------ Exercise materials ------

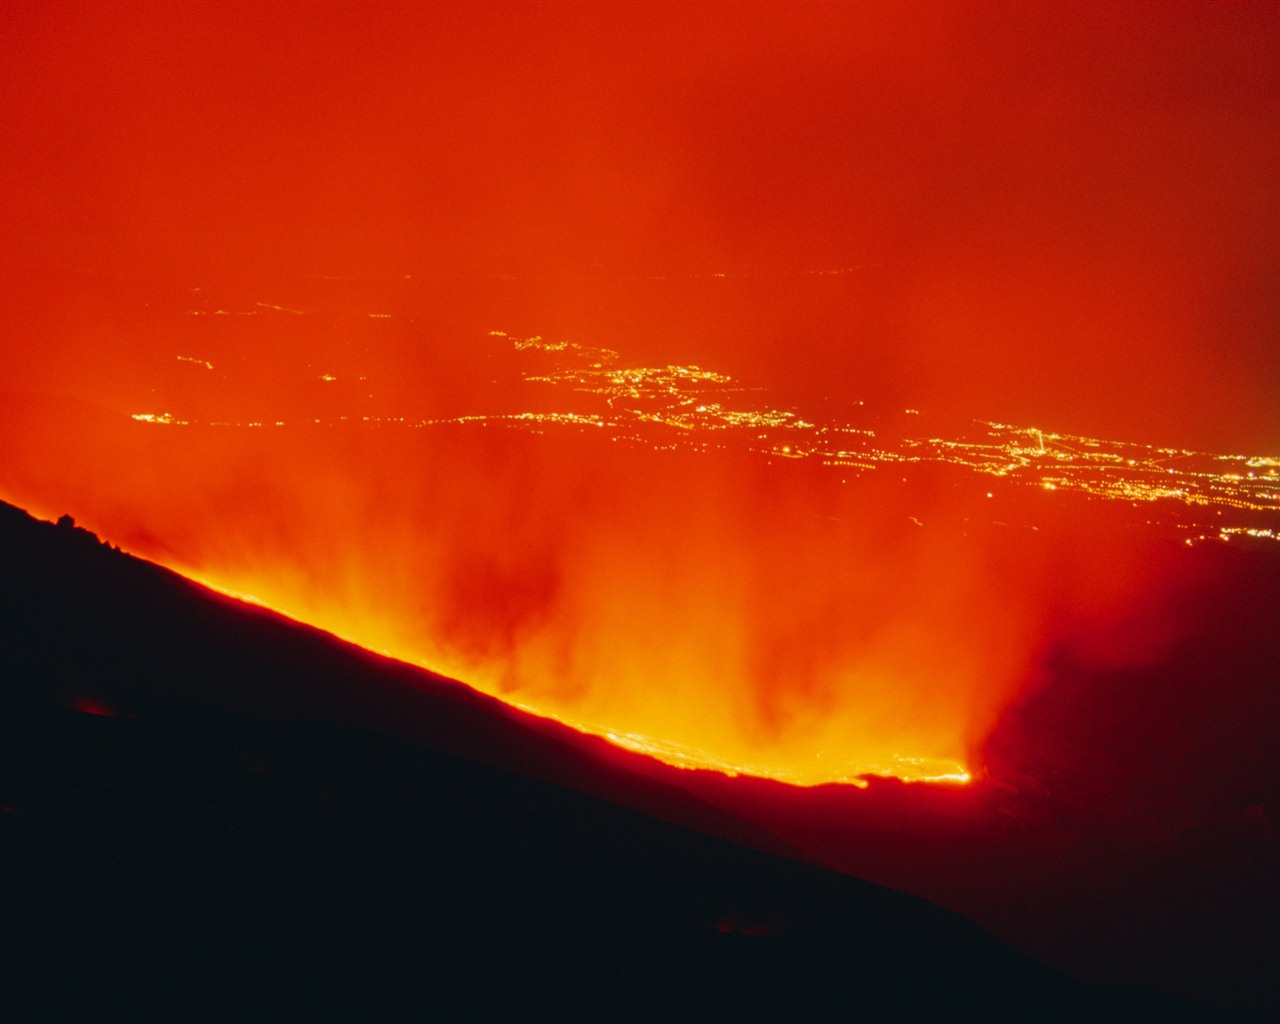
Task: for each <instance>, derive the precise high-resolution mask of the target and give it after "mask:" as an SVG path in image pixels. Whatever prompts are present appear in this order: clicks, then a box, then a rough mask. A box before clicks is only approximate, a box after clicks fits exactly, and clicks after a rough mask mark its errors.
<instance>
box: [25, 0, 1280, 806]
mask: <svg viewBox="0 0 1280 1024" xmlns="http://www.w3.org/2000/svg"><path fill="white" fill-rule="evenodd" d="M15 10H17V9H15ZM5 17H6V19H8V20H6V26H5V27H6V28H8V29H10V31H8V32H4V33H0V37H3V38H4V42H3V44H0V46H3V47H4V56H6V58H8V59H6V60H0V67H4V68H8V69H9V70H8V72H5V73H4V78H5V86H6V91H5V93H4V95H5V100H4V105H3V109H0V115H3V120H0V124H3V127H4V128H5V137H6V138H8V140H10V145H9V146H6V152H5V155H4V156H3V157H0V215H3V219H4V221H5V224H6V232H5V238H4V239H3V241H0V257H3V259H4V261H5V262H4V265H3V268H0V269H3V271H4V273H3V274H0V328H3V329H4V337H5V338H6V339H12V340H6V342H5V347H4V348H3V351H0V375H3V376H0V380H3V381H4V383H3V384H0V387H4V388H5V389H8V392H6V393H5V394H4V396H3V397H0V398H3V402H0V444H3V449H0V452H3V458H0V497H4V498H6V499H10V500H14V502H17V503H19V504H22V506H24V507H27V508H29V509H31V511H33V512H36V513H40V515H44V516H46V517H50V518H56V517H58V516H59V515H61V513H64V512H70V513H73V515H74V516H76V518H77V520H78V521H81V522H83V524H84V525H86V526H88V527H90V529H92V530H95V531H97V532H99V534H100V535H101V536H102V538H104V539H105V540H109V541H111V543H116V544H119V545H120V547H123V548H125V549H128V550H131V552H136V553H138V554H141V556H145V557H148V558H152V559H155V561H157V562H161V563H164V564H166V566H172V567H174V568H177V570H179V571H182V572H186V573H188V575H192V576H193V577H196V579H200V580H205V581H207V582H210V584H211V585H214V586H216V588H218V589H220V590H224V591H227V593H233V594H238V595H244V594H252V595H255V599H256V600H260V602H261V603H265V604H268V605H270V607H274V608H278V609H282V611H284V612H287V613H288V614H292V616H294V617H297V618H300V620H303V621H306V622H310V623H314V625H316V626H320V627H323V628H326V630H330V631H333V632H334V634H338V635H340V636H343V637H347V639H351V640H353V641H356V643H360V644H362V645H365V646H369V648H372V649H376V650H381V652H387V653H390V654H393V655H396V657H399V658H403V659H406V660H411V662H416V663H421V664H425V666H429V667H431V668H434V669H436V671H440V672H444V673H447V675H451V676H454V677H458V678H461V680H465V681H467V682H468V684H471V685H474V686H476V687H477V689H481V690H484V691H486V692H490V694H494V695H498V696H500V698H502V699H504V700H508V701H511V703H512V704H515V705H517V707H521V708H526V709H531V710H534V712H536V713H538V714H543V716H549V717H554V718H557V719H559V721H563V722H566V723H568V724H572V726H575V727H579V728H584V730H588V731H590V732H594V733H598V735H602V736H607V737H609V739H611V740H612V741H613V742H614V744H618V745H621V746H625V748H627V749H632V750H643V751H645V753H649V754H652V755H654V756H658V758H662V759H663V760H667V762H669V763H672V764H678V765H682V767H704V768H713V769H717V771H724V772H731V773H733V772H748V773H759V774H767V776H773V777H777V778H782V780H787V781H791V782H796V783H801V785H809V783H818V782H826V781H846V782H854V783H855V785H856V782H858V780H859V777H860V776H863V774H867V773H881V774H893V776H899V777H902V778H913V780H942V781H952V782H963V781H964V780H966V778H968V777H969V773H970V772H972V773H974V774H977V773H978V772H979V771H980V765H979V764H978V763H977V762H975V755H974V751H975V750H977V749H979V746H980V742H982V739H983V736H984V735H986V732H987V731H988V730H989V727H991V724H992V723H993V722H995V721H996V718H997V716H998V714H1000V712H1001V709H1002V708H1005V707H1006V705H1007V703H1009V701H1010V700H1011V699H1014V698H1015V696H1016V695H1018V694H1019V692H1021V691H1023V690H1024V689H1025V687H1027V686H1029V685H1033V684H1034V680H1036V677H1037V672H1038V671H1039V660H1038V659H1039V658H1041V657H1042V654H1043V652H1044V650H1046V649H1047V648H1050V646H1052V645H1053V644H1055V643H1059V641H1060V640H1062V637H1065V636H1070V637H1076V639H1079V637H1082V636H1087V637H1089V639H1087V640H1079V643H1088V644H1093V645H1094V646H1096V648H1097V649H1098V650H1103V652H1106V653H1107V654H1106V657H1114V658H1116V659H1120V660H1125V659H1142V658H1144V657H1148V654H1149V650H1151V648H1152V646H1158V645H1160V644H1161V643H1162V641H1164V636H1162V635H1161V631H1162V630H1166V628H1171V626H1169V625H1167V623H1164V625H1160V626H1152V627H1151V628H1149V630H1130V628H1129V627H1130V626H1132V625H1133V622H1134V620H1135V618H1137V620H1143V621H1146V620H1144V618H1143V616H1144V612H1143V609H1144V608H1148V607H1151V605H1152V604H1158V603H1160V600H1161V595H1162V594H1165V593H1166V591H1167V589H1169V588H1170V586H1171V585H1174V584H1172V581H1171V579H1170V570H1169V567H1167V566H1166V564H1165V563H1164V562H1162V561H1160V559H1158V558H1153V557H1152V554H1151V552H1152V547H1158V544H1161V543H1165V541H1167V540H1169V539H1170V538H1172V539H1175V540H1178V541H1180V543H1185V544H1188V545H1196V544H1202V543H1229V544H1243V543H1258V544H1272V543H1275V540H1276V538H1277V536H1280V532H1277V530H1280V526H1277V522H1276V515H1277V486H1280V483H1277V472H1280V462H1277V460H1276V452H1277V449H1280V421H1277V420H1276V411H1277V410H1280V394H1277V393H1276V381H1280V365H1277V356H1276V353H1275V351H1274V349H1275V346H1274V343H1272V342H1274V334H1275V324H1276V316H1277V310H1276V305H1275V296H1276V294H1280V288H1277V287H1275V280H1274V278H1275V268H1276V265H1277V253H1276V248H1275V239H1276V238H1280V205H1277V201H1276V195H1277V193H1276V189H1275V180H1277V179H1280V141H1277V134H1276V132H1275V131H1274V125H1275V123H1276V122H1277V119H1280V110H1277V97H1280V72H1277V68H1280V55H1277V52H1276V40H1277V38H1280V32H1276V31H1275V27H1276V26H1275V17H1276V15H1275V9H1274V8H1272V6H1267V5H1230V4H1224V5H1160V6H1153V8H1147V6H1143V5H1137V6H1134V5H1092V6H1080V5H1069V6H1053V5H1024V6H1021V8H1019V9H1016V10H1011V9H1009V8H1007V6H1006V5H1000V4H986V3H973V4H964V3H955V4H950V3H942V4H928V5H910V4H909V5H900V4H856V5H829V4H814V5H808V4H735V5H731V6H727V5H712V4H708V5H687V4H625V3H623V4H598V5H596V4H584V5H580V4H538V5H531V4H509V5H508V4H484V5H435V4H433V5H378V4H374V5H365V4H351V5H343V4H326V5H321V6H319V8H317V6H315V5H293V4H288V3H280V4H221V3H207V4H170V5H157V6H155V8H147V6H138V5H132V4H128V5H124V4H119V5H111V4H84V5H78V4H65V5H55V4H50V5H35V6H33V5H26V6H22V9H20V10H17V13H10V14H8V15H5ZM284 41H287V45H284ZM1098 637H1103V639H1098ZM1100 657H1101V655H1100Z"/></svg>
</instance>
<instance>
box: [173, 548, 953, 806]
mask: <svg viewBox="0 0 1280 1024" xmlns="http://www.w3.org/2000/svg"><path fill="white" fill-rule="evenodd" d="M175 571H182V570H179V568H175ZM192 579H195V581H196V582H198V584H200V585H201V586H206V588H209V589H210V590H214V591H216V593H219V594H224V595H225V596H229V598H233V599H236V600H239V602H243V603H246V604H253V605H257V607H261V608H270V605H269V604H268V603H266V602H264V600H262V599H261V598H259V596H256V595H253V594H246V593H243V591H239V590H233V589H230V588H227V586H223V585H220V584H218V582H215V581H212V580H207V579H197V577H192ZM271 611H275V612H279V613H280V614H284V616H288V617H293V616H289V613H288V612H287V611H284V609H280V608H273V609H271ZM310 625H312V626H316V625H320V623H316V622H311V623H310ZM321 627H323V626H321ZM323 628H325V630H326V632H330V634H333V635H334V636H338V637H339V639H343V640H347V641H349V643H355V644H357V645H362V646H365V649H366V650H370V649H372V648H369V646H367V644H361V641H360V639H358V637H353V636H344V635H343V634H342V632H340V631H339V630H334V628H326V627H323ZM374 650H375V653H378V654H383V655H385V657H392V658H394V657H397V655H396V654H394V653H393V652H390V650H385V649H374ZM399 660H407V659H404V658H399ZM417 664H419V667H421V668H426V669H429V671H434V669H431V666H429V664H425V663H417ZM506 703H508V704H509V705H511V707H513V708H516V709H517V710H521V712H525V713H526V714H531V716H535V717H538V718H545V719H550V721H553V722H559V723H561V724H563V726H568V727H570V728H572V730H576V731H577V732H581V733H584V735H589V736H599V737H603V739H604V740H608V741H609V742H611V744H613V745H614V746H618V748H621V749H623V750H630V751H632V753H636V754H644V755H645V756H649V758H653V759H655V760H659V762H662V763H663V764H668V765H671V767H673V768H681V769H685V771H709V772H719V773H721V774H724V776H730V777H737V776H754V777H758V778H772V780H774V781H777V782H785V783H788V785H791V786H820V785H832V783H835V785H850V786H856V787H859V788H867V786H868V785H869V783H868V781H867V778H868V777H872V776H879V777H884V778H899V780H901V781H904V782H929V783H942V785H964V783H966V782H970V781H972V776H970V773H969V771H968V769H966V768H965V767H964V765H963V764H959V763H955V762H948V760H943V759H928V758H913V756H896V758H892V759H886V760H882V762H867V763H863V762H856V763H854V764H845V765H844V768H842V769H836V773H833V772H832V769H829V768H827V767H824V765H823V764H822V755H820V754H819V755H818V756H817V758H815V759H814V765H813V767H812V768H810V769H809V771H801V769H797V768H796V765H790V767H783V765H769V764H736V763H732V762H730V760H726V759H724V758H719V756H716V755H714V754H712V753H709V751H707V750H695V749H692V748H687V746H681V745H680V744H675V742H669V741H663V740H659V739H655V737H653V736H640V735H637V733H622V732H614V731H612V730H611V728H609V727H607V726H602V724H599V723H593V722H584V721H579V719H575V718H571V717H566V716H563V714H557V713H556V712H554V710H552V709H548V708H539V707H534V705H530V704H525V703H521V701H517V700H508V701H506Z"/></svg>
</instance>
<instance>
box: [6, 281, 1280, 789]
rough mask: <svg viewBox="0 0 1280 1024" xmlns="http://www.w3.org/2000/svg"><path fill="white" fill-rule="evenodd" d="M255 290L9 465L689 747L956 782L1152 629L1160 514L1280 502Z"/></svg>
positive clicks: (49, 431) (526, 689) (200, 318)
mask: <svg viewBox="0 0 1280 1024" xmlns="http://www.w3.org/2000/svg"><path fill="white" fill-rule="evenodd" d="M241 306H243V303H241ZM220 308H221V307H219V310H220ZM248 308H251V315H247V316H243V317H236V316H230V315H216V314H219V310H214V311H212V312H211V314H210V315H207V316H201V317H197V319H196V320H195V321H193V323H195V324H197V325H198V328H200V329H201V330H204V329H205V328H206V326H207V328H209V330H210V333H209V334H207V335H205V334H200V335H193V337H188V338H183V339H182V340H180V346H182V347H180V348H179V349H178V352H180V355H177V353H175V352H173V351H169V352H168V355H166V358H164V360H159V358H152V360H151V361H148V362H140V364H138V366H137V367H131V372H133V374H136V375H137V376H138V378H140V380H141V384H140V385H138V387H141V385H142V384H146V385H151V384H152V381H154V385H155V387H147V388H146V390H147V392H155V396H156V398H155V401H156V404H155V406H151V407H150V408H147V407H146V406H142V407H141V408H140V407H138V406H134V407H133V408H134V410H136V411H133V412H132V419H129V417H115V419H111V417H110V416H99V415H97V413H93V416H96V419H93V417H91V416H90V413H86V412H84V410H82V408H70V407H59V408H58V410H56V411H49V410H41V408H38V407H36V406H32V407H31V408H29V410H28V411H27V412H22V411H20V410H17V408H15V407H12V408H10V410H9V411H8V412H6V416H8V419H6V420H5V421H4V424H0V425H4V426H5V429H6V430H8V436H6V438H5V442H6V445H8V448H6V449H8V451H9V452H12V453H13V456H12V457H10V458H9V460H8V461H6V463H5V466H4V467H3V471H4V476H3V477H0V486H3V489H4V493H5V494H6V495H8V497H12V498H13V499H14V500H15V502H18V503H19V504H23V506H24V507H27V508H29V509H31V511H33V512H36V513H37V515H45V516H46V517H56V516H58V515H60V513H61V512H64V511H72V512H73V513H74V515H76V517H77V520H79V521H82V522H84V524H86V525H87V526H90V529H93V530H95V531H96V532H97V534H99V535H100V536H102V538H104V539H106V540H109V541H111V543H115V544H118V545H119V547H122V548H124V549H127V550H131V552H134V553H137V554H140V556H142V557H146V558H150V559H152V561H155V562H159V563H161V564H165V566H169V567H172V568H174V570H177V571H179V572H183V573H184V575H188V576H191V577H195V579H198V580H202V581H206V582H207V584H210V585H214V586H215V588H216V589H219V590H223V591H224V593H228V594H232V595H233V596H244V595H248V594H252V595H256V599H257V600H259V602H260V603H262V604H266V605H269V607H271V608H275V609H279V611H282V612H283V613H285V614H289V616H292V617H293V618H296V620H298V621H302V622H307V623H311V625H312V626H316V627H320V628H324V630H328V631H330V632H332V634H334V635H337V636H340V637H343V639H346V640H349V641H352V643H356V644H360V645H362V646H366V648H369V649H372V650H379V652H383V653H387V654H390V655H393V657H397V658H399V659H402V660H404V662H408V663H413V664H420V666H424V667H426V668H430V669H433V671H435V672H439V673H442V675H445V676H449V677H453V678H457V680H463V681H466V682H467V684H468V685H471V686H474V687H475V689H476V690H479V691H481V692H485V694H489V695H492V696H495V698H498V699H500V700H503V701H506V703H507V704H509V705H512V707H515V708H518V709H521V710H524V712H527V713H531V714H538V716H543V717H545V718H550V719H554V721H558V722H562V723H564V724H566V726H570V727H572V728H576V730H580V731H584V732H589V733H593V735H596V736H600V737H603V739H605V740H607V741H609V742H612V744H614V745H617V746H620V748H623V749H627V750H632V751H639V753H643V754H646V755H649V756H653V758H657V759H659V760H663V762H666V763H668V764H672V765H677V767H680V768H690V769H695V768H698V769H708V771H717V772H723V773H727V774H753V776H765V777H772V778H777V780H781V781H785V782H790V783H795V785H818V783H824V782H842V783H851V785H861V783H863V781H864V780H863V777H864V776H893V777H897V778H902V780H909V781H932V782H951V783H963V782H965V781H968V780H969V777H970V771H972V769H970V764H972V760H970V759H972V751H974V750H975V749H977V748H978V746H979V745H980V742H982V739H983V737H984V736H986V735H987V732H988V731H989V728H991V727H992V724H993V722H995V721H996V719H997V717H998V716H1000V713H1001V710H1002V709H1004V708H1005V707H1007V704H1009V701H1010V700H1012V699H1014V698H1015V696H1016V694H1018V692H1019V691H1020V687H1023V686H1024V684H1025V681H1027V680H1028V678H1029V677H1030V676H1033V675H1034V672H1036V667H1037V660H1036V659H1037V658H1038V657H1041V654H1042V653H1043V652H1044V650H1048V649H1052V648H1053V645H1055V644H1057V643H1060V640H1061V634H1062V630H1068V631H1070V630H1075V631H1076V634H1079V632H1080V631H1084V632H1089V631H1092V632H1094V634H1103V635H1110V634H1108V632H1107V631H1110V632H1111V634H1115V635H1116V636H1119V637H1121V639H1119V640H1108V641H1107V645H1106V648H1105V650H1106V657H1107V658H1111V659H1112V660H1116V662H1120V663H1123V662H1124V659H1125V658H1129V657H1133V658H1138V659H1140V658H1144V657H1148V652H1147V650H1146V649H1143V650H1139V649H1134V650H1132V652H1130V650H1129V649H1128V648H1126V646H1125V643H1128V641H1125V640H1124V639H1123V637H1125V636H1130V635H1132V636H1140V637H1147V639H1144V640H1143V643H1144V644H1147V643H1156V640H1151V639H1149V637H1152V636H1153V632H1152V630H1144V631H1134V630H1128V628H1123V626H1124V623H1125V621H1126V620H1125V617H1126V616H1129V614H1130V613H1132V609H1134V608H1138V607H1140V605H1143V603H1144V602H1147V599H1148V596H1149V595H1151V594H1155V593H1160V590H1161V589H1162V588H1164V586H1165V585H1166V582H1167V581H1166V580H1165V579H1162V577H1161V576H1160V572H1162V571H1164V570H1162V568H1160V567H1157V566H1156V563H1153V562H1152V559H1151V558H1149V557H1148V556H1149V552H1148V550H1146V549H1144V547H1143V545H1144V544H1147V543H1148V541H1149V540H1151V538H1165V539H1167V538H1170V536H1172V538H1178V539H1179V540H1185V541H1188V543H1198V541H1201V540H1202V539H1216V540H1217V539H1220V540H1225V541H1228V543H1233V544H1238V543H1268V541H1270V540H1271V539H1274V536H1275V535H1276V527H1277V525H1280V524H1277V518H1280V515H1277V513H1280V477H1277V472H1280V462H1277V461H1276V460H1274V458H1267V457H1253V456H1248V457H1247V456H1215V454H1206V453H1197V452H1190V451H1179V449H1170V448H1161V447H1153V445H1140V444H1132V443H1116V442H1103V440H1097V439H1089V438H1084V436H1075V435H1068V434H1061V433H1059V434H1053V433H1047V431H1041V430H1037V429H1034V428H1018V426H1006V425H1000V424H993V422H982V421H968V422H964V424H960V425H957V426H941V425H938V424H936V421H933V420H932V419H931V417H929V416H927V415H920V413H915V412H911V411H908V412H904V413H901V415H900V416H896V417H892V419H886V417H881V419H878V420H877V419H874V417H872V416H870V413H868V412H867V411H865V408H864V407H863V406H861V403H856V402H855V403H844V404H842V406H838V407H837V406H836V404H835V403H832V404H829V406H827V407H820V408H804V410H803V411H801V410H790V408H786V407H785V406H783V404H782V403H781V402H772V401H771V399H769V393H768V392H765V390H764V389H760V388H753V387H746V385H744V384H740V383H739V381H736V380H735V379H732V378H731V376H730V375H727V374H723V372H718V371H716V370H709V369H703V367H700V366H695V365H689V364H680V365H677V364H662V362H658V361H654V364H652V365H627V364H626V362H623V361H622V357H621V356H620V355H618V353H617V352H613V351H611V349H608V348H604V347H600V346H585V344H577V343H572V342H548V340H544V339H541V338H536V337H527V338H513V337H511V335H508V334H504V333H502V332H493V333H490V334H489V335H484V337H471V338H468V339H461V340H460V339H449V338H445V339H444V340H443V343H438V344H435V347H433V346H430V344H428V343H426V342H424V339H422V338H421V337H420V335H419V334H417V333H416V328H413V326H412V324H411V323H408V321H402V319H401V317H397V316H390V315H381V314H380V315H379V316H378V317H372V316H371V315H360V316H358V317H357V316H356V315H351V316H348V317H347V319H343V316H339V315H337V314H325V315H312V314H310V312H307V311H306V310H300V308H297V307H294V306H292V305H287V303H275V302H256V303H250V306H248ZM284 320H288V324H289V330H291V332H301V333H300V334H298V337H300V338H302V339H305V340H311V342H314V344H308V346H300V347H297V348H293V347H292V343H291V346H288V347H285V346H284V343H283V342H279V337H278V330H279V323H283V321H284ZM357 323H358V324H360V325H362V326H360V328H358V329H360V330H364V332H369V333H367V334H358V333H357V326H356V324H357ZM230 324H236V325H238V326H236V328H234V330H233V332H232V333H230V334H227V335H224V334H219V333H218V330H223V326H219V325H224V326H225V325H230ZM256 330H262V332H265V333H264V334H262V337H261V338H259V337H257V335H255V334H253V332H256ZM246 332H247V334H246ZM396 332H401V334H397V333H396ZM348 337H355V338H356V340H358V344H357V343H356V342H351V343H349V344H348V346H347V347H342V346H339V347H333V346H334V343H333V342H332V340H330V339H333V338H348ZM255 343H256V344H255ZM276 343H279V344H280V348H279V349H276V348H273V344H276ZM175 344H177V343H175ZM325 346H329V348H325ZM300 351H301V352H305V353H306V355H305V357H302V358H301V360H300V357H298V356H297V355H296V353H297V352H300ZM246 353H252V356H250V355H246ZM148 375H151V376H148ZM77 416H83V417H86V419H84V420H83V422H78V421H77V420H76V417H77ZM1157 639H1158V637H1157ZM1068 641H1069V643H1074V641H1073V640H1070V636H1068ZM1091 657H1094V655H1091Z"/></svg>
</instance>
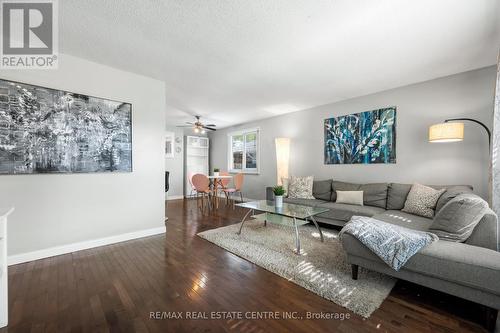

------

State how many lines in the listing above contain "rough". Offer nothing besides that number.

2